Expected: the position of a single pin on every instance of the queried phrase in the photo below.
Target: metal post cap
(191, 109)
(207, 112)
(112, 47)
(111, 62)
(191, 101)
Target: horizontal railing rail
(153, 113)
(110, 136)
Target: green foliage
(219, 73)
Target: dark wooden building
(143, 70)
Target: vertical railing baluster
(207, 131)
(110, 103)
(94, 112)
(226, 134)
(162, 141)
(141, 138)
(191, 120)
--------------------------------------------------
(Work item)
Output, and output only, the lines from the one containing "Target: metal post cap" through the last line of the data above.

(Result of this exercise)
Target: metal post cap
(191, 109)
(207, 112)
(112, 47)
(111, 62)
(191, 101)
Target: horizontal railing rail
(153, 113)
(110, 136)
Target: green foliage
(219, 73)
Target: dark wooden building
(143, 70)
Target: vertical railing baluster
(207, 131)
(110, 103)
(94, 112)
(226, 134)
(162, 141)
(141, 138)
(191, 120)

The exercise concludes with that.